What needs to be done: Reproduce all of the material below word for word, but leave the pictures out.
Start of Task input
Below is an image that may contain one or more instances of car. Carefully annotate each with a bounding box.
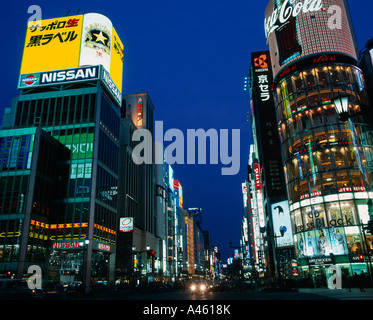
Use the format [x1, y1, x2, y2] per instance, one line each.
[0, 279, 33, 300]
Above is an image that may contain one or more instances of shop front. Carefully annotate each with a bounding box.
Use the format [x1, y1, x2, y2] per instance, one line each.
[48, 240, 114, 285]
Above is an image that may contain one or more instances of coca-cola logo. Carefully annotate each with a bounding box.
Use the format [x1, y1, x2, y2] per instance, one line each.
[264, 0, 323, 39]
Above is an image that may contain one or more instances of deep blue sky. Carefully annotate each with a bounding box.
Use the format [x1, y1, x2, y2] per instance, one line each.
[0, 0, 373, 262]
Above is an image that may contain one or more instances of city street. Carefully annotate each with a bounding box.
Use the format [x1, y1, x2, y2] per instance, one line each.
[42, 288, 373, 301]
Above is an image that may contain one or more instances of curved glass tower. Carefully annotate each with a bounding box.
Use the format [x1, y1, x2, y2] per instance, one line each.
[266, 0, 373, 286]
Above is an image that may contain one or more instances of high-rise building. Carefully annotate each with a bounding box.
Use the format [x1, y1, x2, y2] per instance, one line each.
[265, 0, 373, 284]
[1, 13, 123, 290]
[116, 93, 159, 281]
[0, 127, 70, 277]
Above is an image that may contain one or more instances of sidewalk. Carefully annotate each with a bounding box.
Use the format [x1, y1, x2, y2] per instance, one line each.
[298, 288, 373, 300]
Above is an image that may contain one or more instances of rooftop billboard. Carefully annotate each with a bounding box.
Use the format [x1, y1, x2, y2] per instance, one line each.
[20, 13, 123, 92]
[265, 0, 358, 77]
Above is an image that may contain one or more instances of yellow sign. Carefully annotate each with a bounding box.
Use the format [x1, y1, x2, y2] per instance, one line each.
[21, 15, 83, 74]
[21, 13, 123, 92]
[110, 27, 123, 92]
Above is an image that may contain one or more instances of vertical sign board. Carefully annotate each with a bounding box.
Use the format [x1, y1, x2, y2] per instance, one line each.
[271, 201, 294, 248]
[251, 51, 286, 197]
[119, 217, 133, 232]
[254, 163, 266, 232]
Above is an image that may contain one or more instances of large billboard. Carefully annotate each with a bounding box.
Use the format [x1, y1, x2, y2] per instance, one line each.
[271, 201, 294, 248]
[20, 13, 123, 92]
[265, 0, 358, 77]
[251, 51, 286, 197]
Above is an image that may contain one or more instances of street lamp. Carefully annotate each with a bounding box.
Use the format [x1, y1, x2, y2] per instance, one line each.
[332, 95, 349, 122]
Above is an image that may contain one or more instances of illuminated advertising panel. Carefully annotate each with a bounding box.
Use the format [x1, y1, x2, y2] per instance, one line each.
[18, 66, 100, 89]
[179, 182, 183, 208]
[79, 13, 113, 72]
[251, 51, 286, 197]
[271, 201, 293, 248]
[110, 27, 124, 92]
[20, 15, 83, 74]
[254, 163, 265, 229]
[265, 0, 357, 76]
[119, 217, 133, 232]
[18, 13, 123, 94]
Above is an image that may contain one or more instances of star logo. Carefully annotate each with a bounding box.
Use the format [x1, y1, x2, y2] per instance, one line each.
[92, 31, 108, 45]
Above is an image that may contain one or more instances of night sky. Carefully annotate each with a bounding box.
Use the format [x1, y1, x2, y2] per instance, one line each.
[0, 0, 373, 263]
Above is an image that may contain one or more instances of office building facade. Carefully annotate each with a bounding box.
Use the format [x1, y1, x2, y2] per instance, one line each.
[3, 13, 123, 290]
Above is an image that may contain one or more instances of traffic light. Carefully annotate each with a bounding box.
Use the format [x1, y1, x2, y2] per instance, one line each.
[367, 220, 373, 235]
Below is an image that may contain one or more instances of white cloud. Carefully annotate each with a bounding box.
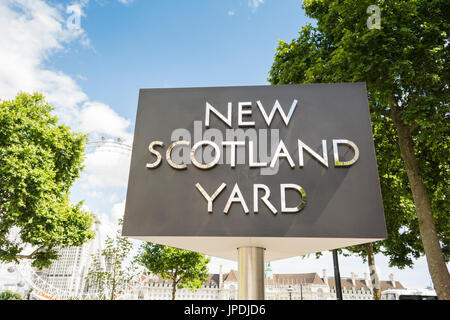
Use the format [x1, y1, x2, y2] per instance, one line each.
[0, 0, 131, 140]
[248, 0, 264, 11]
[117, 0, 134, 4]
[111, 200, 125, 221]
[80, 145, 131, 190]
[79, 101, 132, 142]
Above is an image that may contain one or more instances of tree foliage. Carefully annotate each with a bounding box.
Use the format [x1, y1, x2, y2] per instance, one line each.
[86, 222, 136, 300]
[0, 290, 22, 300]
[0, 93, 93, 268]
[269, 0, 450, 297]
[137, 242, 209, 300]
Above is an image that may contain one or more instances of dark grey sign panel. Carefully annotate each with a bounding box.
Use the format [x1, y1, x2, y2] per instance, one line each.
[123, 83, 386, 256]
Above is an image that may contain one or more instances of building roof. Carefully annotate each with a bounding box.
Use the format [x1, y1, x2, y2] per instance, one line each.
[266, 272, 325, 285]
[141, 270, 405, 291]
[328, 277, 405, 291]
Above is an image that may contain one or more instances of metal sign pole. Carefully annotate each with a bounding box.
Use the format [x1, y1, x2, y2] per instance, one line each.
[238, 247, 265, 300]
[333, 249, 342, 300]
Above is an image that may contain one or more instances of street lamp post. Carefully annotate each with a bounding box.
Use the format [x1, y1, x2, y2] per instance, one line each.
[333, 249, 342, 300]
[288, 286, 294, 300]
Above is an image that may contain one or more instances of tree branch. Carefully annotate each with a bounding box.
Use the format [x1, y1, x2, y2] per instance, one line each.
[16, 246, 45, 259]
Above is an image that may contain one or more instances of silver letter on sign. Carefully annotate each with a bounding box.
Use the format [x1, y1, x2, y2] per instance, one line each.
[253, 184, 277, 214]
[195, 183, 227, 212]
[333, 139, 359, 167]
[238, 102, 255, 127]
[147, 141, 164, 169]
[256, 99, 298, 127]
[205, 102, 231, 128]
[298, 139, 328, 168]
[166, 140, 189, 170]
[280, 183, 306, 213]
[191, 140, 220, 169]
[223, 183, 248, 214]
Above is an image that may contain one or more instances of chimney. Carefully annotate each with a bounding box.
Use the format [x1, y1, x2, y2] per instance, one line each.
[322, 269, 328, 286]
[364, 272, 372, 289]
[389, 273, 396, 288]
[351, 272, 356, 287]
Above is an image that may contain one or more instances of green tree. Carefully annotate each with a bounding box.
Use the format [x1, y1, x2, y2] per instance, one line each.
[0, 93, 93, 268]
[137, 242, 209, 300]
[86, 221, 136, 300]
[269, 0, 450, 299]
[0, 290, 22, 300]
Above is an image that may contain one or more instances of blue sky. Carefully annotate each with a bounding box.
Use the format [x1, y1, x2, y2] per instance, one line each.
[0, 0, 442, 288]
[50, 0, 306, 124]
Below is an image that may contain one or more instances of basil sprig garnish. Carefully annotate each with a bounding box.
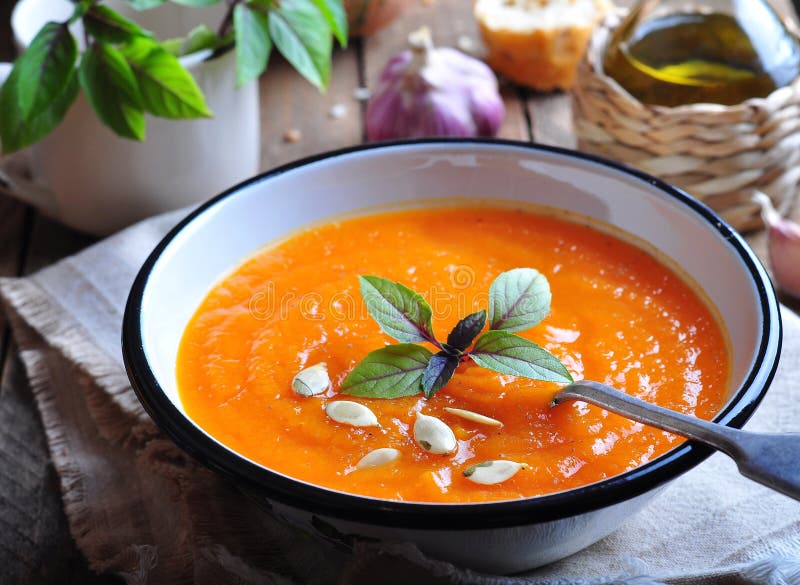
End of Task input
Result:
Below is an image that may contain one or more instances of car. Carefully annotate each with a bounding box.
Use the format [x1, y1, x2, y2] per instance, one line each.
[0, 279, 33, 300]
Above is an image that may contain one or more instances of shop front. Carefully annotate each with a bounding box.
Use the format [x1, y1, x2, y2] per instance, one line each.
[48, 240, 114, 285]
Above is an image that may contain one or more instances of coca-cola logo. Carefully annotate each with a bounding box.
Use the format [x1, y1, x2, y2] per instance, one line each.
[264, 0, 323, 39]
Above is an image that may contain one or more instances of deep blue sky. Carefully annotate each with a bounding box.
Use the format [x1, y1, x2, y2] per instance, one line each.
[0, 0, 373, 262]
Above is an image that may contain one or more instances of city street. Carefully annotate each with a bounding box.
Use the format [x1, y1, x2, y2] per instance, one line each.
[42, 288, 373, 301]
Above is an image that may contain one or more instances of curved glass tower. Carefully annotate each with a bounding box.
Use the format [x1, y1, x2, y2] per instance, one line each.
[266, 0, 373, 286]
Above is an image that may contain one or more instances of high-rise building. Carefully annotate each with a bounding box.
Use the format [x1, y1, x2, y2] per instance, one line each.
[265, 0, 373, 284]
[1, 13, 123, 290]
[116, 93, 159, 281]
[0, 127, 70, 277]
Above is an image that may contain one or more instances of sidewalk. Carefully annotate each with a bounding box.
Use the format [x1, y1, x2, y2] per instance, one line each.
[298, 288, 373, 300]
Above is an image that may contain one or more instances of rooftop billboard. Carefully annotate each with a bounding box.
Use the format [x1, y1, x2, y2] per instance, one line each.
[20, 13, 123, 92]
[265, 0, 358, 77]
Above is an image that may contain one or more instances of yellow sign. Carefully annotate each with a bounding box.
Use the format [x1, y1, x2, y2] per instance, one line each.
[21, 15, 83, 74]
[21, 13, 123, 92]
[110, 27, 123, 92]
Above is an image that may contain one or more instances of vertical sign board. Carefully annotate each with a bounding box.
Use the format [x1, y1, x2, y2] per instance, one line each.
[271, 201, 294, 248]
[251, 51, 286, 197]
[119, 217, 133, 232]
[254, 163, 266, 232]
Above is an image that may contain one or more instances of large billboard. Carefully annotate each with a bounding box.
Use the format [x1, y1, x2, y2] per instance, one line each.
[271, 201, 294, 248]
[20, 13, 123, 92]
[265, 0, 358, 77]
[251, 51, 286, 197]
Above is an image that may contain one or more instances of street lamp. Carefully annotate each with a bounding box.
Use the format [x1, y1, x2, y2] per instance, one line each.
[332, 95, 349, 122]
Above is an image that may contain one or more instances of illuminated advertising panel. Carefully annotate each with a bounding box.
Use the format [x1, y1, x2, y2] per instance, one line each.
[18, 66, 100, 89]
[179, 182, 183, 208]
[79, 13, 113, 72]
[251, 51, 286, 197]
[271, 201, 293, 248]
[110, 27, 124, 92]
[20, 15, 83, 74]
[254, 163, 265, 229]
[265, 0, 357, 76]
[119, 217, 133, 232]
[18, 13, 123, 94]
Above is an image that may contain one or more instances of star logo. Carefully annotate each with a bounding box.
Use the format [x1, y1, x2, y2] per instance, one line each.
[92, 31, 108, 45]
Above is an image that may contain one or more instances of night sky. Carefully annotate each with a bounding box.
Use the format [x1, y1, x2, y2] per instance, one line each.
[0, 0, 373, 263]
Above is an image that may contain one or more instances of office building facade. Carefully annotate each with a bounding box.
Use the format [x1, y1, x2, y2] per instance, one line each.
[3, 13, 123, 290]
Above is an image that may contain one or more instances of traffic light. Carefully annotate each with a bounding box.
Use the format [x1, y1, x2, y2] per instance, one line each.
[367, 220, 373, 235]
Below is an image that may contain one or more instances of white cloud. Carefully annotate each with a bounding box.
Use the format [x1, y1, x2, y2] per instance, one line each.
[0, 0, 131, 140]
[248, 0, 264, 11]
[117, 0, 134, 4]
[111, 200, 125, 221]
[80, 145, 131, 190]
[79, 101, 132, 142]
Above is an image that may contain one or more instances of tree foliage. Carefully annotate each with a bounding box.
Use the format [x1, y1, x2, y2] per instance, one line each.
[86, 222, 136, 300]
[0, 290, 22, 300]
[0, 93, 93, 268]
[269, 0, 450, 297]
[137, 242, 209, 300]
Above is an image that may contain one or more instances of dark grey sign panel. Carefully annotate each with a bounding box.
Use the format [x1, y1, x2, y2] per instance, one line each.
[123, 83, 386, 256]
Above is an image that may contain one or more instances of building roof. Carefully annotate each with a bounding box.
Use the format [x1, y1, x2, y2] per instance, one line each.
[266, 272, 325, 285]
[141, 270, 405, 291]
[328, 277, 405, 291]
Above is an image that may contain one or more instances of metal sign pole. Carefully annotate each with a bounding box.
Use the format [x1, y1, x2, y2] per instance, one line each.
[238, 247, 265, 300]
[333, 249, 342, 300]
Above is an image that may contain one or more instances of street lamp post. Carefully annotate each with a bounding box.
Use the format [x1, y1, x2, y2] per instance, one line each.
[333, 249, 342, 300]
[288, 286, 294, 300]
Above is an image that may contain one or more instances of tree branch. Carefully annotate each with a bounding box.
Use the format [x1, y1, x2, y2] per instance, one line each.
[16, 246, 45, 259]
Above is an image that may contain one or more instances of silver letter on sign. Carefully annotate each with a bounding box.
Use the format [x1, y1, x2, y2] per instance, one line each.
[253, 184, 277, 214]
[195, 183, 227, 212]
[333, 139, 359, 167]
[238, 102, 255, 127]
[147, 141, 164, 169]
[256, 99, 298, 127]
[205, 102, 231, 128]
[298, 139, 328, 168]
[166, 140, 189, 170]
[280, 183, 306, 213]
[191, 140, 220, 169]
[223, 183, 248, 214]
Above is an image that may contain one or more instances of chimney. Carefully annotate each with a bounding box.
Use the format [x1, y1, x2, y2] per instance, one line each.
[322, 269, 328, 286]
[364, 272, 372, 289]
[389, 273, 396, 288]
[351, 272, 356, 287]
Above is an image that may contain one or more instances of green tree. Carefully annotate each with a bounding box.
Use the format [x1, y1, x2, y2] per instance, one line each.
[0, 93, 93, 268]
[137, 242, 209, 300]
[86, 221, 136, 300]
[269, 0, 450, 299]
[0, 290, 22, 300]
Above is an image that may contain one or more instances of blue sky. Carefully annotate each with a bounding box.
Use the format [x1, y1, x2, y2] per instance, one line each.
[0, 0, 442, 288]
[50, 0, 306, 124]
Below is an image that may contain one or more instances of basil sprig garnish. Carefully annotate each with a bounding box.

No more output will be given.